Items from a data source
"""

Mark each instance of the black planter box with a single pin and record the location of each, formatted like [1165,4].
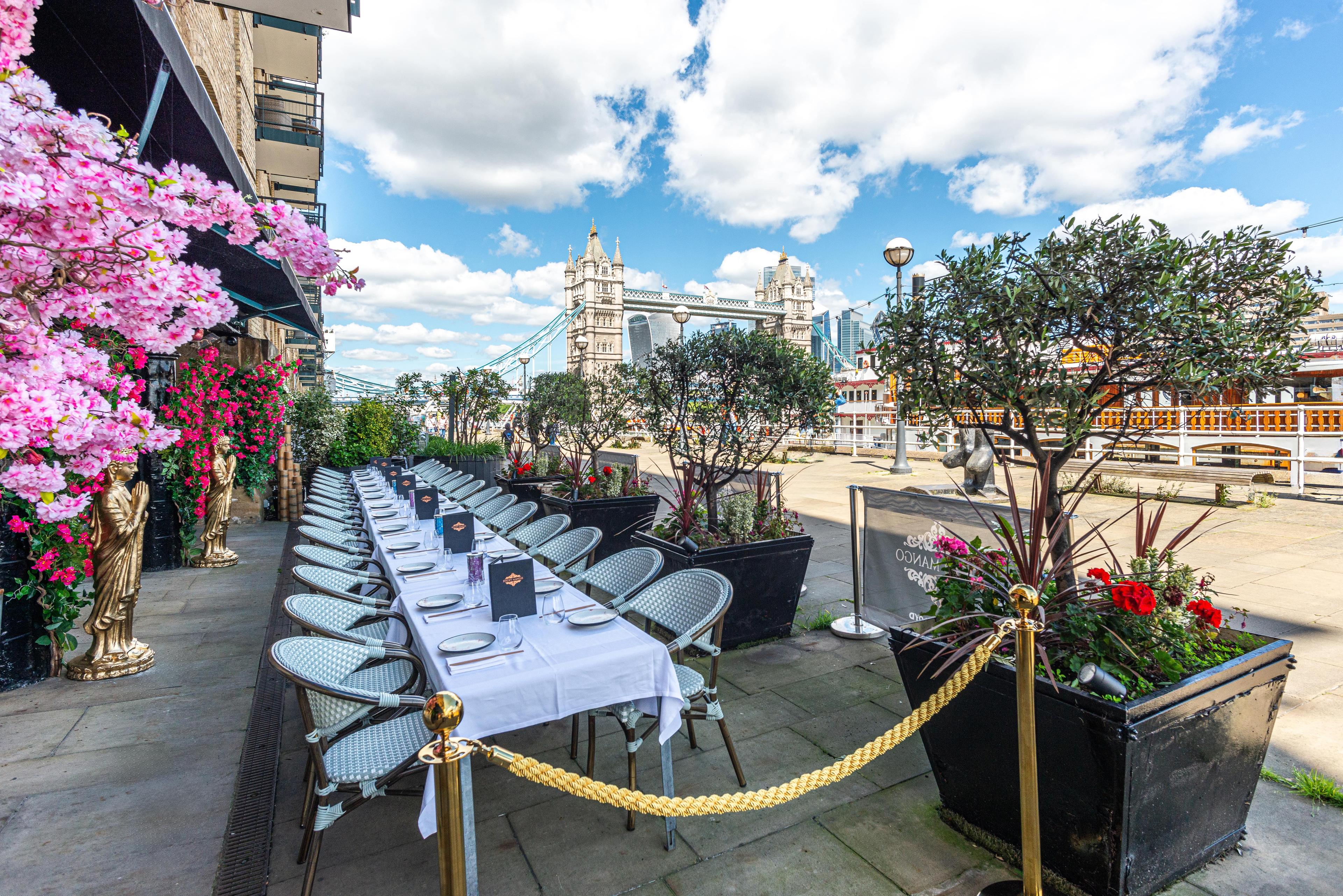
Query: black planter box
[1131,796]
[22,659]
[766,581]
[528,488]
[620,519]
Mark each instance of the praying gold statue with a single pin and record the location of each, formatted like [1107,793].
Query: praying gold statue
[118,540]
[214,539]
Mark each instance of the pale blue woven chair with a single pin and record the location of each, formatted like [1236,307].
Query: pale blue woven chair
[569,554]
[329,539]
[691,605]
[512,518]
[347,586]
[350,768]
[344,621]
[336,559]
[539,532]
[480,497]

"""

* GIVEN REQUEST
Output every line of the listing above as a numbered list, skipping any blank lines and leaving out the picture.

* ANSWER
1. Mark each instance of the black planter box with a single pin and record the location of each, formatted like [1165,4].
2. Query: black planter box
3. [1131,796]
4. [22,659]
5. [766,581]
6. [528,488]
7. [620,519]
8. Mark each instance of the praying gold statue with a single pin and record the location of each, formatted like [1107,793].
9. Query: praying gold statue
10. [118,540]
11. [214,539]
12. Mark each instance of the pale blue woven chair with a single pin and record the location of each, formatted like [1236,307].
13. Query: pale blue woven chair
14. [569,554]
15. [329,539]
16. [691,605]
17. [512,518]
18. [347,586]
19. [350,768]
20. [344,621]
21. [336,559]
22. [539,532]
23. [480,497]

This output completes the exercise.